§ What the task asks:
Output the whole listing below. Keep it exact.

§ Material for this exercise:
Segment Open
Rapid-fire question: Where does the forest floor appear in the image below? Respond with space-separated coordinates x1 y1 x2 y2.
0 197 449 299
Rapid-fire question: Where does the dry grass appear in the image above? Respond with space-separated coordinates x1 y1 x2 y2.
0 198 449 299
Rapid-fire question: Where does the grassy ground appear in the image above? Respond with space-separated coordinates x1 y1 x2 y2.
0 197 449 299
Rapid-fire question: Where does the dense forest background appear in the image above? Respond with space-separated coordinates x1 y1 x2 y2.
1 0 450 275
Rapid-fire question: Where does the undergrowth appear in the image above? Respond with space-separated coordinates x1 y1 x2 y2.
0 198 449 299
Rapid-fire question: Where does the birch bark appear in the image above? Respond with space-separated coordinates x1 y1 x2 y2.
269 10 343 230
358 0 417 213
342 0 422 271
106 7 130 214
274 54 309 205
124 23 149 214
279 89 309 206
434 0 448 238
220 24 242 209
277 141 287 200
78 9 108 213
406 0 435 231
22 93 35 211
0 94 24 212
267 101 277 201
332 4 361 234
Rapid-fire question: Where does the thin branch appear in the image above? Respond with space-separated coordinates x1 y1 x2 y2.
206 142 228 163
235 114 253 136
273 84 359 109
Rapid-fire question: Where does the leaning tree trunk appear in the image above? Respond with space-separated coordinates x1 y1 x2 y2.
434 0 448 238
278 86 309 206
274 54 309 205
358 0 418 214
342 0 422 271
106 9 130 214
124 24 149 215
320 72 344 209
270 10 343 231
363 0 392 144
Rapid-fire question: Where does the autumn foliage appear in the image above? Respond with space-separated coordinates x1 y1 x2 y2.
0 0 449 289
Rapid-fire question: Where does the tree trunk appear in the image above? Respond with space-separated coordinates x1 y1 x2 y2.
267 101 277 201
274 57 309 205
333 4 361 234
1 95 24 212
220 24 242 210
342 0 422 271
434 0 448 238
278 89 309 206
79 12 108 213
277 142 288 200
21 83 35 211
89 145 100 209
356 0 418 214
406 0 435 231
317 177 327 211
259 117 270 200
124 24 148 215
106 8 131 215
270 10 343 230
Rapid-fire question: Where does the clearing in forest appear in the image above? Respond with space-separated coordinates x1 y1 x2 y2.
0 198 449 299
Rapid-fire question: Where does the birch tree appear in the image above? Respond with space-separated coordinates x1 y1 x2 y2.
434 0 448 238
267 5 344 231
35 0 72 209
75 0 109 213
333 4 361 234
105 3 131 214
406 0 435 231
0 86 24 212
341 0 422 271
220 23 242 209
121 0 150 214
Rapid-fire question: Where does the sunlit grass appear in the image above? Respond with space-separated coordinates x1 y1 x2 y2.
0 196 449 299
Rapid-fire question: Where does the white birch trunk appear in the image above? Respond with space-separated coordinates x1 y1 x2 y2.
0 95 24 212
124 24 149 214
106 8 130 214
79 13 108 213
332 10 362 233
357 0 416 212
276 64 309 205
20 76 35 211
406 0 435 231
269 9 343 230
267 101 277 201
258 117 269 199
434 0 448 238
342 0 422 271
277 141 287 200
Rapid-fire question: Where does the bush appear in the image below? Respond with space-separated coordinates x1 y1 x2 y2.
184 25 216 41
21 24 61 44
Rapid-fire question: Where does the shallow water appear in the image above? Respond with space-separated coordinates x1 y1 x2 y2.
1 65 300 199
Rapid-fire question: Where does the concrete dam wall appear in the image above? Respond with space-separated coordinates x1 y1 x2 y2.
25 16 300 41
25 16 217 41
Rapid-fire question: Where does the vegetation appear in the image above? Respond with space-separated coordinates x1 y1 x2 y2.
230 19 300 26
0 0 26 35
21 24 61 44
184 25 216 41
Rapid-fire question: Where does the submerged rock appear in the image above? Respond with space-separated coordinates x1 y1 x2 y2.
Segment Closed
§ Output below:
Rapid-fire question: Where does the forest floor appear in the image below? Respond with space-separated coordinates x1 y1 x2 y2.
0 197 449 299
Rapid-fire question: Where does the dry grass appear in the image above? Respond with space-separated coordinates x1 y1 x2 y2.
0 198 449 299
Rapid-fire question: Where does the grassy ground appear in the image above? Respond with space-separated coordinates x1 y1 x2 y2.
0 197 449 299
Rapid-fire question: Where does the dense forest background appear in the image above? Respond with space-separated coordinates x1 y1 x2 y2.
1 0 450 275
Rapid-fire question: Where does the undergrowth appear in the image above? Respond with space-separated coordinates x1 y1 x2 y2.
0 198 449 299
Rapid-fire question: Where does the birch bark appear in the image above? Respond with space-separated coordinates x1 y1 x2 y2.
269 10 343 230
358 0 417 213
342 0 422 271
106 7 130 214
274 54 309 205
124 23 149 214
279 89 309 206
434 0 448 238
220 24 242 209
277 141 287 200
78 9 108 213
406 0 435 231
22 93 35 211
0 94 24 212
267 101 277 201
332 4 361 234
Rapid-fire question: Where does the thin branch appear in the image above? Respond with space-separated coordinates x1 y1 x2 y2.
206 142 228 163
235 114 253 136
273 84 359 109
Rapid-fire question: Where does the leaning tree trunk appear in the image above? Respond with space-separated coordinates x1 y1 x2 y2.
434 0 448 238
278 86 309 206
274 54 309 205
358 0 418 214
342 0 422 271
106 9 130 214
124 24 149 215
320 72 344 209
270 10 343 231
363 0 392 144
Rapid-fire question: Where does the autumn foliage appear in the image above? Respond with space-separated coordinates x1 y1 x2 y2.
0 0 449 289
Rapid-fire question: Where does the tree trunk appear in the image above? Respond with space-separated coordinates x1 y1 x2 y2.
267 101 277 201
274 57 309 205
333 4 361 234
1 95 24 212
220 24 242 210
342 0 422 271
434 0 448 238
278 89 309 206
79 12 108 213
277 142 288 200
21 83 35 211
89 145 100 209
356 0 418 214
406 0 435 231
317 177 327 211
259 117 270 200
124 24 148 215
106 8 131 215
270 10 343 230
Rapid-fire question: Where does the clearing in forest appear in the image above? Respond with space-separated coordinates x1 y1 x2 y2.
0 198 449 299
Rapid-fire question: Where does the birch tree appear in the image above? Respond with space-separated coordinates x1 y1 x2 y2.
434 0 448 238
267 5 344 231
35 0 72 209
75 0 109 213
333 4 361 234
105 3 131 214
406 0 435 231
0 86 24 212
341 0 422 271
220 23 242 209
121 0 150 214
Rapid-fire question: Where does the sunlit grass appear in the image above? Respond with space-separated coordinates x1 y1 x2 y2.
0 196 449 299
Rapid-fire question: Where does the white birch trunk appear in the image above? Respond with space-separated coordinates x1 y1 x2 y2.
0 95 24 212
124 24 149 214
106 8 130 214
79 13 108 213
332 10 362 233
357 0 416 212
276 64 309 205
20 76 35 211
406 0 435 231
269 9 343 230
267 101 277 201
258 117 269 199
434 0 448 238
342 0 422 271
277 141 287 200
Rapid-fire question: Where does the bush appear in the image below? Respond with space-separated coordinates x1 y1 x2 y2.
184 25 216 41
21 24 61 44
Rapid-fire question: Where does the shallow water appear in the image above? Respond with space-separated coordinates x1 y1 x2 y2.
1 65 300 199
Rapid-fire question: Where does the concrete dam wall appear in the image above? Respond with space-separated coordinates x1 y1 x2 y2.
25 16 300 41
25 16 217 41
Rapid-fire question: Where does the vegetation appear in the image above? Respond with space-separated coordinates x1 y1 x2 y2.
230 19 300 26
0 0 26 35
21 24 61 44
184 25 216 41
Rapid-fire question: Where does the submerged rock appear in the image above? Respond with space-separated coordinates x1 y1 x2 y2.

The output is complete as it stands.